Referring expression pointing data
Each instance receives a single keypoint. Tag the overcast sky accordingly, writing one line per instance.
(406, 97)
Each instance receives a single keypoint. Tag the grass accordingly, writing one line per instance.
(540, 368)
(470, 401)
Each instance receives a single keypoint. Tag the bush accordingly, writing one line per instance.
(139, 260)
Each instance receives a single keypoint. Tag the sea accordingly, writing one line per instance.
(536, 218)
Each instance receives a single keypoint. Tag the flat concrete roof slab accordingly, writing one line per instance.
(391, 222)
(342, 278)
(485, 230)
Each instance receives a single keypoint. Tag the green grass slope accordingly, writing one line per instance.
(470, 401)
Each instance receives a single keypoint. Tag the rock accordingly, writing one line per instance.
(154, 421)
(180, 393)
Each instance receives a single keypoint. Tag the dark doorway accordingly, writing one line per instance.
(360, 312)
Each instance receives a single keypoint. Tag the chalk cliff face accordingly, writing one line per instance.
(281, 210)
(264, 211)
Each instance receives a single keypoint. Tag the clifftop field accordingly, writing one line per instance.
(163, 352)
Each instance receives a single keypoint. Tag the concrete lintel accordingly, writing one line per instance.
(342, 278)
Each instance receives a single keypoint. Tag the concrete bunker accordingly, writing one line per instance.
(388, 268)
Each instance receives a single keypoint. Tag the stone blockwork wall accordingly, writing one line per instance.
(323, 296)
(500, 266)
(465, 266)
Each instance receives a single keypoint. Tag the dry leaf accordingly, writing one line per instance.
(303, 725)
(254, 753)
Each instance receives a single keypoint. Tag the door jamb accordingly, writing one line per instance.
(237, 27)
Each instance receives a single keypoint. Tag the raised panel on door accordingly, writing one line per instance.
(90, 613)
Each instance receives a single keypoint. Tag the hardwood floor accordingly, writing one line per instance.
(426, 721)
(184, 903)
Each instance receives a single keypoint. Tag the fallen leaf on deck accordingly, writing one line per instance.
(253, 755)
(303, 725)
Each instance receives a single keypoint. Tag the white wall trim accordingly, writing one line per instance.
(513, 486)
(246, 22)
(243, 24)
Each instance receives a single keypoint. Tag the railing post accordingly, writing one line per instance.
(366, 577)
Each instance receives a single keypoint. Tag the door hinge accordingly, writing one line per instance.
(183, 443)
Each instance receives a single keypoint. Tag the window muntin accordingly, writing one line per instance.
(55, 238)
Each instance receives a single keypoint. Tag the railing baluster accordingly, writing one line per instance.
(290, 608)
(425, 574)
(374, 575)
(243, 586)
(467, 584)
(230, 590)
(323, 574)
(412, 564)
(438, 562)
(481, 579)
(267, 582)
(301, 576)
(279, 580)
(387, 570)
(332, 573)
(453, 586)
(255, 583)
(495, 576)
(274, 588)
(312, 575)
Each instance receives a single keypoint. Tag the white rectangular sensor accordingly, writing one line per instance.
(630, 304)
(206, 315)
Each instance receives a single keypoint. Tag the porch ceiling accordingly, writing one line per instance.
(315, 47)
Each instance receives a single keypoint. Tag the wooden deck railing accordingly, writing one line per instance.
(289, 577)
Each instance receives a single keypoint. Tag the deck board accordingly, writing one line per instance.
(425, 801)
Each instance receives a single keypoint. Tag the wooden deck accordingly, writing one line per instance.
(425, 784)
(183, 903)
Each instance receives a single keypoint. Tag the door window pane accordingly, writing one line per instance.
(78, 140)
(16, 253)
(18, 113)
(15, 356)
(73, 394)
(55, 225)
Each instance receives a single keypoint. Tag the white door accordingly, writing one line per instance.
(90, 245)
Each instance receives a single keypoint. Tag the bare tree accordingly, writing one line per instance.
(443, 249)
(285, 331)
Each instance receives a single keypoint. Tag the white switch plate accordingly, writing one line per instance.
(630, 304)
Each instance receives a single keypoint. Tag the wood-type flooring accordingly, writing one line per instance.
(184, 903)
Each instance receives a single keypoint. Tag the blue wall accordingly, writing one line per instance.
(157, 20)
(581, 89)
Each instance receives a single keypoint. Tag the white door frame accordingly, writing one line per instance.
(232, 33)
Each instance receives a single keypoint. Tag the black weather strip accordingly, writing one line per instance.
---
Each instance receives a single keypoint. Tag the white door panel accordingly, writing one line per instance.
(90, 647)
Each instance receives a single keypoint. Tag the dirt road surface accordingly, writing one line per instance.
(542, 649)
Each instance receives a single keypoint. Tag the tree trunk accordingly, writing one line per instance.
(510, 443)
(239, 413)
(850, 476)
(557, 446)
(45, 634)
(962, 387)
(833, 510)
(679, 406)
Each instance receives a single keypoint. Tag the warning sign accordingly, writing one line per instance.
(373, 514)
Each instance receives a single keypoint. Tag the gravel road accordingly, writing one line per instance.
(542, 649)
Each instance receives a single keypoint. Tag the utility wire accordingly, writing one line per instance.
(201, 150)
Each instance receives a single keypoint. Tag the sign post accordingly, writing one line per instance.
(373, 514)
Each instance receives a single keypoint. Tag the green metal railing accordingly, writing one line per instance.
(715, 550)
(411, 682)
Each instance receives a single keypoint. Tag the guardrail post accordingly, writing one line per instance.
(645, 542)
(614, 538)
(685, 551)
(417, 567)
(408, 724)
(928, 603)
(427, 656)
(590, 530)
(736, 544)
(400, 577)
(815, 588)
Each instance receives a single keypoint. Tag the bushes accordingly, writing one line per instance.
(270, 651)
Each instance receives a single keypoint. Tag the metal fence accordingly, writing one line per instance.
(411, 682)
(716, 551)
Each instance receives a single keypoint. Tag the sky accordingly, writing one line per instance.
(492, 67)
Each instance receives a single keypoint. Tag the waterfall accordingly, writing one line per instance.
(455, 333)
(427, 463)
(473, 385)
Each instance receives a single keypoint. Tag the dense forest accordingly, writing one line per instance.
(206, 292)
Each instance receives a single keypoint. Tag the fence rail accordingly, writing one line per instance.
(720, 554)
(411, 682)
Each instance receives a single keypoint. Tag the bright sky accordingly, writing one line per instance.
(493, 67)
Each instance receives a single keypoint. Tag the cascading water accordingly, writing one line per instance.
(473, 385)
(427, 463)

• [The task]
Will you return exactly the lines above from the one with "wooden deck accordingly, writing one line per instance." down to the one with "Each instance receives a single keypoint. Tag the black", counting both as part of the range?

• [Solution to this problem]
Each instance receives a single keypoint. Tag the wooden deck accordingly, writing one line per instance.
(425, 784)
(183, 903)
Each instance receives a single keypoint. Tag the door window pane accordingly, writing one line per instance.
(78, 140)
(16, 253)
(18, 113)
(15, 356)
(73, 394)
(55, 225)
Each instance receives a single keypoint. Tag the white door accordingly, writing one line per instance.
(90, 245)
Each instance receives a single keypoint. Tag the bare tree accordingly, writing one line per instance.
(443, 249)
(285, 331)
Each instance receives a single keypoint. Tag the white switch plate accordingly, writing one line per instance.
(630, 304)
Each instance receives a single keypoint. Tag the wood-type flooring accordingly, writing one line per instance.
(184, 903)
Each instance receives a single keypoint. Tag the blue wall accordingly, writing one line per instance.
(157, 20)
(581, 89)
Each instance receives a single keypoint. Tag the white door frame accordingly, writing one line per instance.
(232, 33)
Each instance receives a single keypoint. Tag the black weather strip accordingly, writing one line per instance.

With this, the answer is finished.